Don’t ignore solvency issues
Other than ALM-linked liquidity issues, some NBFCs have also been facing solvency and regulatory issues. The solvency issue is more prominent with NBFCs associated with real estate or infrastructure projects because these sectors are still under duress. The Finance Minister has tried to revive the real estate sentiment by announcing an additional Rs 1.5-lakh interest deduction on housing loans taken for buying affordable housing—where the house price is below Rs 45 lakh. However, this may not be enough because this Rs 45-lakh limit is too small and houses in this price will be available only in tier-3 cities, or far-flung suburbs of the big cities.

Don’t jump in
The NBFC segment is now seeing extreme polarisation and fundamentally strong companies such as HDFC and Bajaj Finance are already trading at rich valuations. If we assume that the NBFCs books now are clean, DHFL seems like a must-buy because it is now trading at a PE of just 1.63 and PB of 0.28. But as mentioned earlier, investors should wait for the real non-performing assets (NPA) to be revealed before jumping to buy these stocks. Just like the NPA situation in PSU banks and corporatefacing private sector banks, it may take a few years to clean the system (after these NAPs come out in the open). So, it is best to wait and watch.
··········
• _INSTRUCTION 1_
Name every company that the passage on NBFCs mentions by name.
• _INSTRUCTION 2_
Repeat the passage on NBFCs word for word, starting at "Don’t ignore solvency" and ending at "the big cities.".

• _DATA SEGMENT_
··········
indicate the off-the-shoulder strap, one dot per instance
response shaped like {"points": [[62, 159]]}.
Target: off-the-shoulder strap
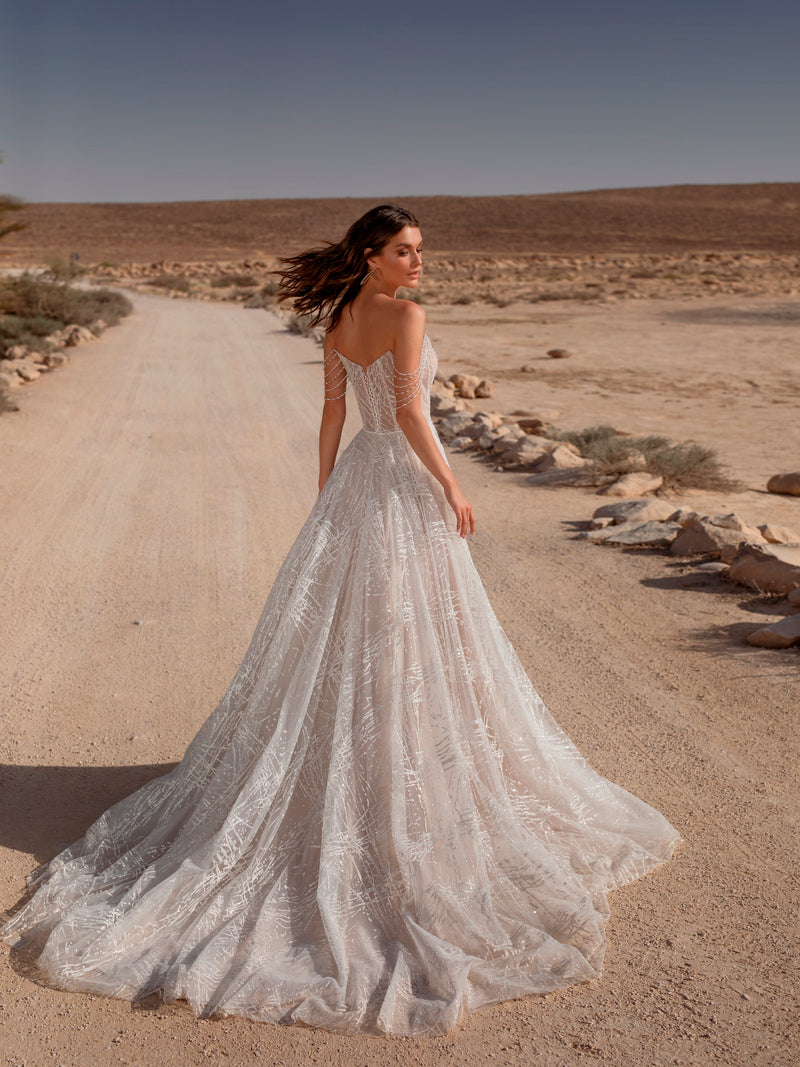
{"points": [[336, 376], [408, 384]]}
··········
• _EXERCISE RESPONSE 1_
HDFC, Bajaj Finance, DHFL

• _EXERCISE RESPONSE 2_
Don’t ignore solvency issues
Other than ALM-linked liquidity issues, some NBFCs have also been facing solvency and regulatory issues. The solvency issue is more prominent with NBFCs associated with real estate or infrastructure projects because these sectors are still under duress. The Finance Minister has tried to revive the real estate sentiment by announcing an additional Rs 1.5-lakh interest deduction on housing loans taken for buying affordable housing—where the house price is below Rs 45 lakh. However, this may not be enough because this Rs 45-lakh limit is too small and houses in this price will be available only in tier-3 cities, or far-flung suburbs of the big cities.